═══ DATASET RECORDS ═══

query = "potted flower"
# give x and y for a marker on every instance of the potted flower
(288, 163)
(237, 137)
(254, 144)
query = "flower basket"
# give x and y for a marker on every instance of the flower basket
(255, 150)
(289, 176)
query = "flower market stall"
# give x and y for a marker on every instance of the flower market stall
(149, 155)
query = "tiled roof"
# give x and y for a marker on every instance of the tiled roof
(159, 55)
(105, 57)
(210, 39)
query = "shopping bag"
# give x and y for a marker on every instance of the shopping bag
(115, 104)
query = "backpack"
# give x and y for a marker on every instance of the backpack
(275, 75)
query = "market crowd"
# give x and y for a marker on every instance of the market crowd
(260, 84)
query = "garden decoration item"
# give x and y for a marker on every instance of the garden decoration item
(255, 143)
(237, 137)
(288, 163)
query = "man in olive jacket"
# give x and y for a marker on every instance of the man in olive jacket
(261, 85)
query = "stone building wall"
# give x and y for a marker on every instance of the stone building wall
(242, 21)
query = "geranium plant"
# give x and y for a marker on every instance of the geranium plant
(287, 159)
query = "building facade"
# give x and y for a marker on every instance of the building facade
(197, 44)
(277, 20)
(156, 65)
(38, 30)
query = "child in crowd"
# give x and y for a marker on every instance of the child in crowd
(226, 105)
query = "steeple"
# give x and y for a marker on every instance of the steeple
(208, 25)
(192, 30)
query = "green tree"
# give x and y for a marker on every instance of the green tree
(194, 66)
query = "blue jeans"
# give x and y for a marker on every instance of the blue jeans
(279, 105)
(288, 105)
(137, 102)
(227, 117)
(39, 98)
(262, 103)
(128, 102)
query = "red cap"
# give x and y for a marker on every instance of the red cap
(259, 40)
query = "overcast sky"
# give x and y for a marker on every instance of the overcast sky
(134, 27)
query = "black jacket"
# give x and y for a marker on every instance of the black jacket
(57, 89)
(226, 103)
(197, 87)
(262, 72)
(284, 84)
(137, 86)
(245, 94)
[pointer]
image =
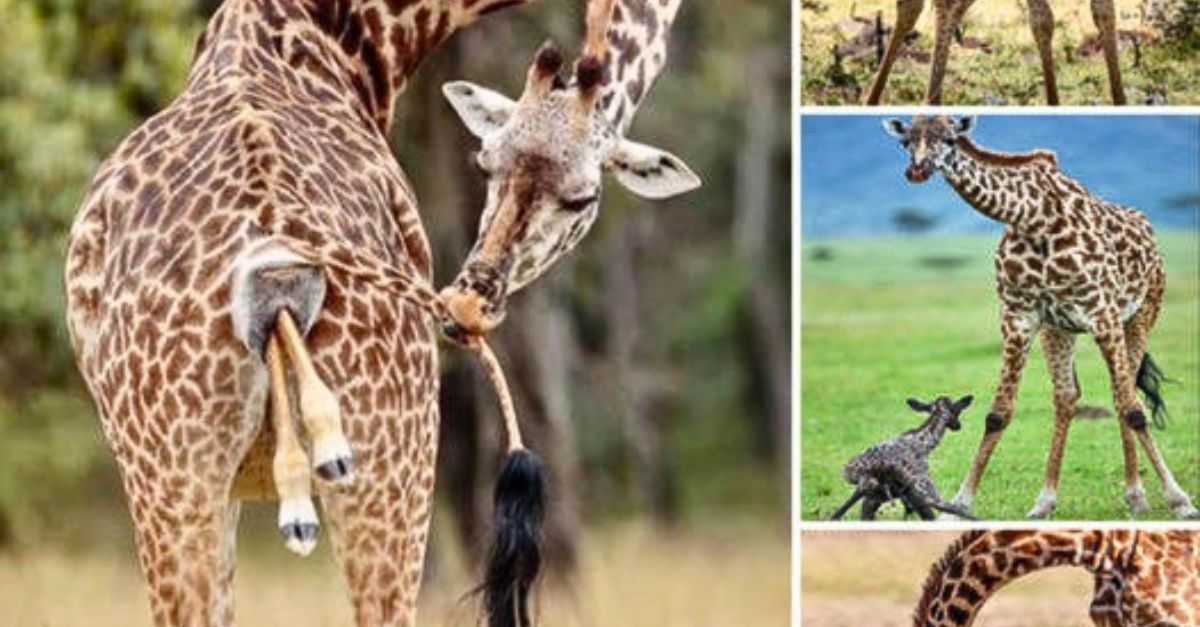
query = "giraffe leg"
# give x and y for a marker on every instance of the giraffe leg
(907, 11)
(1110, 338)
(1105, 18)
(1018, 332)
(947, 19)
(298, 518)
(223, 607)
(1042, 24)
(318, 407)
(1060, 350)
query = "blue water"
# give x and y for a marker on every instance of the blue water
(853, 172)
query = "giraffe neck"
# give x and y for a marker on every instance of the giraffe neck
(999, 185)
(981, 562)
(363, 49)
(637, 37)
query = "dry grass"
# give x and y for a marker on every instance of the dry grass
(631, 575)
(873, 579)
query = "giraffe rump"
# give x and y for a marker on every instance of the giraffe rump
(514, 559)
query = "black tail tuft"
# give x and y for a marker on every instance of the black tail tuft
(515, 555)
(1150, 381)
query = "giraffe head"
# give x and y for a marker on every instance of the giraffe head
(930, 142)
(544, 157)
(943, 410)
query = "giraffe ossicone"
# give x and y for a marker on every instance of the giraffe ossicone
(544, 155)
(1068, 263)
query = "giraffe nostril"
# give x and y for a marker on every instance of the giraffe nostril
(454, 332)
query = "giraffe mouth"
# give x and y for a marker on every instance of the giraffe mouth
(919, 173)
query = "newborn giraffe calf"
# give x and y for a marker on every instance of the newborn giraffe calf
(899, 467)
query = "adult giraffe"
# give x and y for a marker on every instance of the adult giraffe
(1069, 263)
(192, 256)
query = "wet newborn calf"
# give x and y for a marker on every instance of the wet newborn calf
(899, 467)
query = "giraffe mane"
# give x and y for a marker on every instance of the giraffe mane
(1006, 159)
(937, 573)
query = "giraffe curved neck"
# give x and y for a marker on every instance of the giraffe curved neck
(366, 49)
(1003, 186)
(637, 39)
(979, 563)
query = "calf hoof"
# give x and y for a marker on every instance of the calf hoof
(331, 460)
(1135, 419)
(336, 471)
(300, 537)
(1135, 497)
(299, 526)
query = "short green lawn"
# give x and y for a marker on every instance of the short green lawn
(883, 320)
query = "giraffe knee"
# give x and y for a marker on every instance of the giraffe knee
(995, 423)
(1135, 419)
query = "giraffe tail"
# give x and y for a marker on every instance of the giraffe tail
(1150, 381)
(514, 559)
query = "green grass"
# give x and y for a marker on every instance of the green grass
(1009, 73)
(880, 326)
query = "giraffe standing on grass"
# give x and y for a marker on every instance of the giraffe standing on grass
(259, 231)
(1143, 578)
(1068, 263)
(948, 18)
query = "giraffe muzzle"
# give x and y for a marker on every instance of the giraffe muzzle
(475, 303)
(918, 172)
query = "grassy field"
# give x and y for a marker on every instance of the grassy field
(630, 575)
(999, 65)
(856, 579)
(883, 320)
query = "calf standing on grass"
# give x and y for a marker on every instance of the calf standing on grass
(899, 467)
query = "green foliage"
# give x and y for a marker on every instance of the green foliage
(75, 77)
(883, 322)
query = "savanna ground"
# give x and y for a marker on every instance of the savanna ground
(630, 574)
(874, 579)
(999, 63)
(883, 320)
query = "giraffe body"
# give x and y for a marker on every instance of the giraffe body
(948, 19)
(1068, 263)
(899, 467)
(1143, 578)
(196, 246)
(544, 156)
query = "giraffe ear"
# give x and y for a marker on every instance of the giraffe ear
(481, 109)
(964, 125)
(649, 172)
(895, 127)
(917, 406)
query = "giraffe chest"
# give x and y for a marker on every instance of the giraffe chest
(1069, 282)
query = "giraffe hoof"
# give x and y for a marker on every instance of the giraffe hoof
(300, 537)
(336, 471)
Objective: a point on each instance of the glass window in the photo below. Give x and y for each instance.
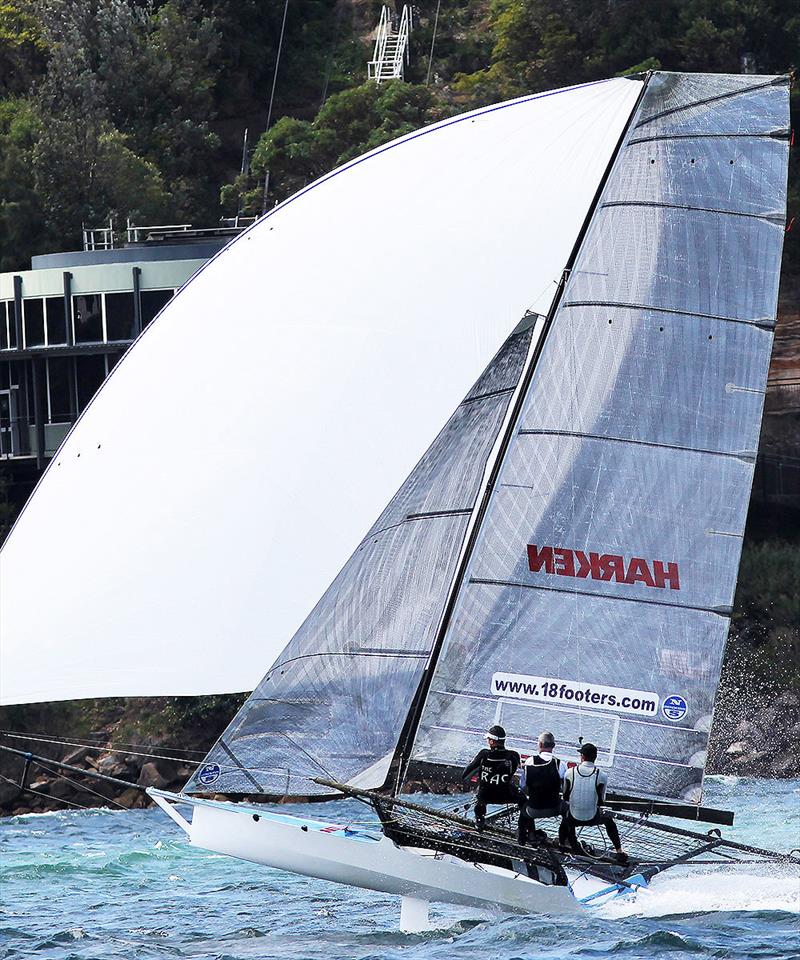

═══

» **PROBLEM REQUIREMENTS**
Make an exact copy of the listing above. Do not include the pictures.

» **RESULT BELOW**
query = "potted flower"
# give x and y for a marker on every instance of the potted flower
(288, 163)
(237, 137)
(254, 144)
query = "flower basket"
# give x and y for a marker on every instance of the flower basket
(255, 150)
(289, 176)
query = "flower market stall"
# give x and y for a marker on every instance of the flower market stall
(149, 155)
query = "tiled roof"
# give x and y for a marker on every instance of the tiled roof
(159, 55)
(105, 57)
(210, 39)
query = "shopping bag"
# give x and y for a marker on every instance of the shopping bag
(115, 104)
query = "backpack"
# give x and y for a marker on every instance of the backpack
(275, 75)
query = "market crowd"
# give x and y for a marker on every instance of the market crowd
(260, 84)
query = "garden decoration item"
# give x and y for a marker on every instance of the garden decoration item
(255, 143)
(237, 137)
(288, 163)
query = "man in olive jacket"
# give x and y for a marker on every instance of the man in olive jacket
(261, 85)
query = "stone building wall"
# give x and y for a marker on every instance of the stone building wall
(242, 21)
query = "geranium plant"
# give x and y for a marker on every instance of the geranium plant
(287, 159)
query = "building facade"
# give x and y for a marker on every instance of the building facade
(197, 44)
(277, 20)
(156, 65)
(38, 30)
query = "child in crowd"
# give x and y for a marker on every instance of the child in crowd
(226, 105)
query = "steeple"
# give x and y for a marker on every instance of the steeple
(208, 25)
(192, 30)
query = "green tree"
# give x and y for a marker on every instance of the green tree
(194, 66)
query = "blue jeans"
# give x and y for a marker on every instance of the blue jeans
(279, 105)
(288, 105)
(137, 102)
(227, 117)
(39, 98)
(262, 103)
(128, 102)
query = "red cap"
# give x and y for a marker on every instance of the red cap
(259, 40)
query = "overcast sky"
# give x and y for a marker on every instance of the overcast sky
(134, 27)
query = "black jacket"
# give x and y for a marker on every instance of the black jacket
(57, 89)
(226, 103)
(197, 87)
(262, 72)
(284, 84)
(137, 86)
(245, 94)
[pointer]
image =
query = "giraffe leg"
# give x and y for a marker on every instance of the giraffe leg
(907, 11)
(1110, 338)
(1105, 18)
(1018, 332)
(947, 19)
(298, 518)
(223, 607)
(1042, 24)
(318, 407)
(1060, 350)
query = "blue water"
# give x and y for a marker on every instance of the blue water
(853, 172)
query = "giraffe neck"
# give x and y for a marker on every instance of the giraffe neck
(999, 185)
(981, 562)
(363, 49)
(637, 37)
query = "dry grass"
# give x and y for a marker on every instance of the dry grass
(631, 575)
(873, 579)
query = "giraffe rump"
# give x and y for a marker on every instance of the giraffe rump
(514, 559)
query = "black tail tuft"
# give x and y for a marker on every instance of the black tail tuft
(515, 555)
(1150, 381)
query = "giraffe head"
# give x and y for a marker on every instance of the giraffe head
(930, 142)
(544, 157)
(943, 410)
query = "giraffe ossicone"
# give x and y for a marker on every instance of the giraffe ossicone
(544, 155)
(1068, 263)
query = "giraffe nostril"
# give x and y for a marker on every instance of the giraffe nostril
(454, 332)
query = "giraffe mouth"
# give x and y for a marker on every instance of the giraffe mouth
(919, 173)
query = "newborn giraffe calf"
# give x and y for a marker on every instance of the newborn giraffe calf
(899, 467)
query = "adult giraffe"
# give x and y for a marker on every instance of the adult giraffe
(1069, 263)
(192, 256)
query = "wet newborn calf"
# give x and y for a marker on every instance of the wet newborn calf
(899, 467)
query = "giraffe mane"
# give x and y for a marker on every instance of the giraffe mane
(1006, 159)
(937, 573)
query = "giraffe curved neck"
# give x and y for a marker on every instance of the giraffe curved neck
(366, 49)
(1003, 186)
(637, 39)
(979, 563)
query = "calf hoof"
# give x and y for a marker on every instance of the calf hoof
(331, 460)
(1135, 419)
(336, 471)
(300, 537)
(1135, 497)
(299, 526)
query = "short green lawn"
# give x and y for a marker on every instance of the short green lawn
(883, 320)
query = "giraffe knee"
# give x and y for a marker on every instance of the giraffe knee
(995, 423)
(1135, 419)
query = "giraffe tail"
# give x and y for a marker on every instance of the giraffe tail
(1150, 381)
(514, 559)
query = "green grass"
# give x and y for a marker on every instance of the green grass
(1009, 73)
(880, 326)
query = "giraffe standing on grass"
# give x and y for a marker on every instance of the giraffe standing on grass
(259, 231)
(1143, 578)
(1068, 263)
(948, 18)
query = "giraffe muzzle"
# give x and y for a marker on every instance of the giraffe muzzle
(475, 303)
(918, 172)
query = "grassy field"
# give x and y for a marker on every instance of the grassy field
(630, 575)
(999, 65)
(856, 579)
(883, 320)
query = "calf standing on grass"
# give x and y for a marker on every instance of the calf standing on grass
(899, 467)
query = "green foliage"
# give x and y for a marker on every instance of the green foliage
(75, 77)
(883, 322)
query = "savanna ground"
# give x and y for a marker on every instance of the savanna ground
(630, 574)
(874, 579)
(999, 63)
(883, 320)
query = "giraffe body"
# give x and y for a marker on every instance of the giraffe body
(948, 19)
(1068, 263)
(899, 467)
(1143, 578)
(196, 246)
(544, 156)
query = "giraffe ear"
# give x and y for a marker on every instance of the giraffe ear
(481, 109)
(964, 125)
(649, 172)
(895, 127)
(917, 406)
query = "giraffe chest"
# give x and y for a marker on every instance of the giraffe chest
(1069, 282)
query = "giraffe hoof"
# give x and y for a marker on every instance of the giraffe hoof
(300, 537)
(336, 471)
Objective: a point on each instance of the glass window in the photo below. Give x and y for each instance.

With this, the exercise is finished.